____ Entries supplied
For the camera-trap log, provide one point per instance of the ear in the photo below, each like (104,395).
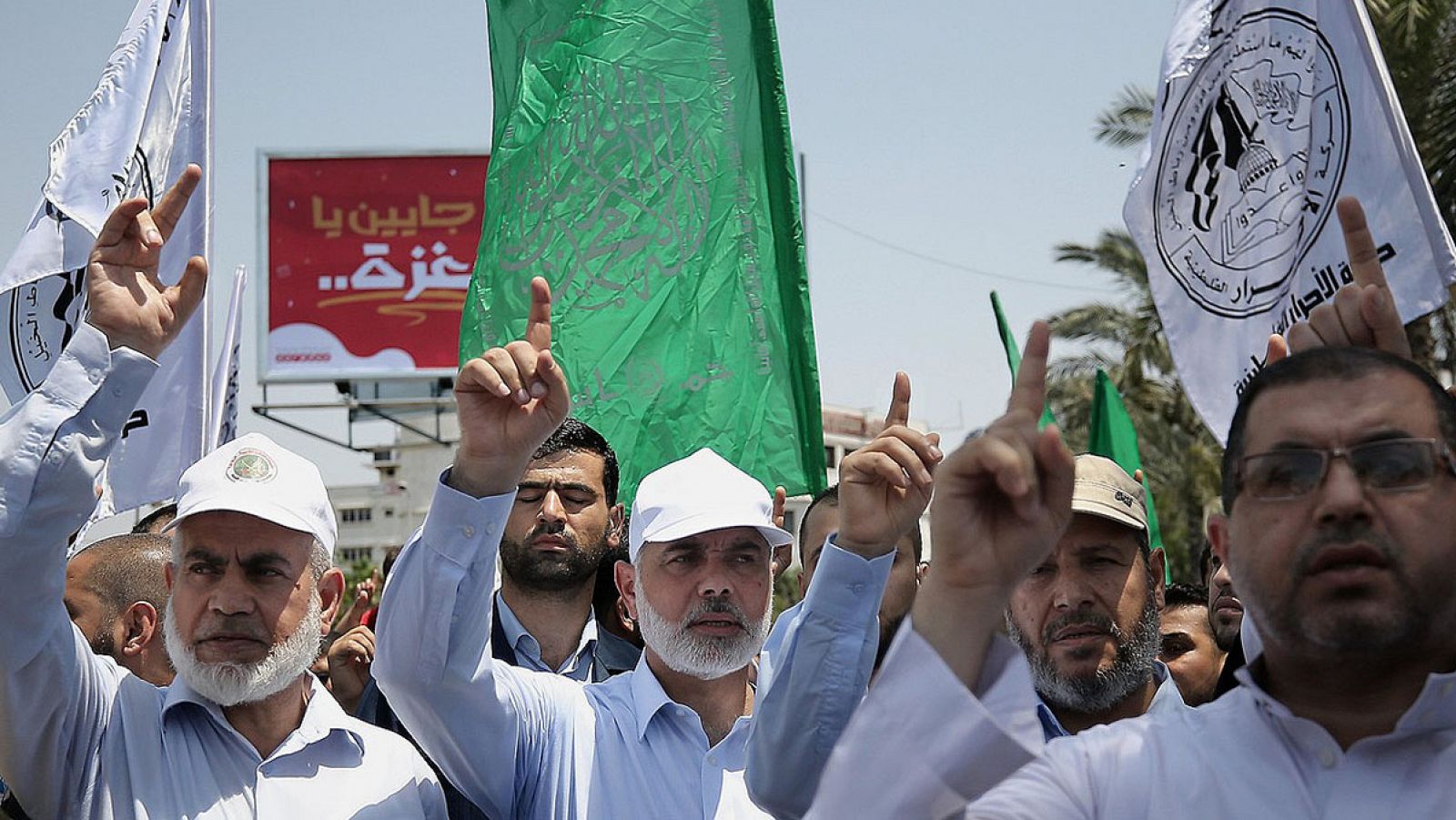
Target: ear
(1219,538)
(140,623)
(625,575)
(1158,565)
(331,592)
(615,529)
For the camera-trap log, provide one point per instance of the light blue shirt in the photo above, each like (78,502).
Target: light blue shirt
________
▸ Stated goal: Quote every entry exactly, with the pictures omitted.

▸ Answer:
For the camera-trap log, provide one point per instance of the ear in the photo below, each like (104,395).
Target: ear
(1219,538)
(140,623)
(625,575)
(1158,565)
(331,592)
(615,529)
For the camera-trap log, provide one point per instance of the light blue shirt in the photo above, each like (78,502).
Target: light blue shirt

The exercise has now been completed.